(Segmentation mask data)

<<<<

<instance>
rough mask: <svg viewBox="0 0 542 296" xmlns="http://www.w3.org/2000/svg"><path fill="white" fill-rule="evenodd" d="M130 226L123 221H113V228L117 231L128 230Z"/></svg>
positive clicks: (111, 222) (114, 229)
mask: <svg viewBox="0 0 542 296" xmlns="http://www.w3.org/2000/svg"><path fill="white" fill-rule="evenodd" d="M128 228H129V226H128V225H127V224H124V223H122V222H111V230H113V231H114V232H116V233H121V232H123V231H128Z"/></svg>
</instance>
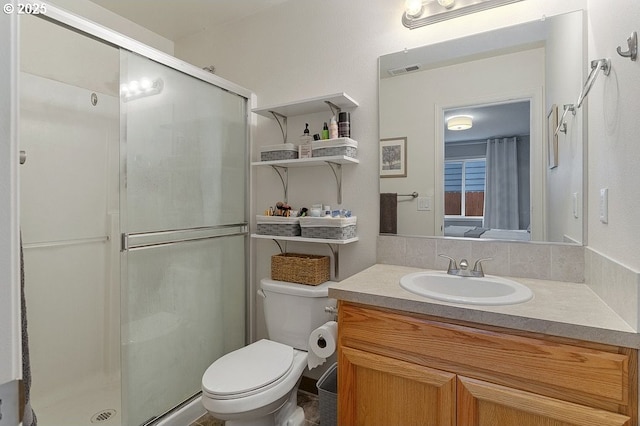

>>>>

• _Your objective_
What is needed is an exact restatement of every line from the line containing "rough mask: <svg" through the last line of the records, minus any pictures.

• _Task answer_
rough mask: <svg viewBox="0 0 542 296" xmlns="http://www.w3.org/2000/svg"><path fill="white" fill-rule="evenodd" d="M130 226L123 221H113V228L117 231L128 230Z"/></svg>
positive clicks: (111, 222) (114, 229)
mask: <svg viewBox="0 0 542 296" xmlns="http://www.w3.org/2000/svg"><path fill="white" fill-rule="evenodd" d="M128 228H129V226H128V225H127V224H124V223H122V222H111V230H113V231H114V232H116V233H121V232H123V231H128Z"/></svg>
</instance>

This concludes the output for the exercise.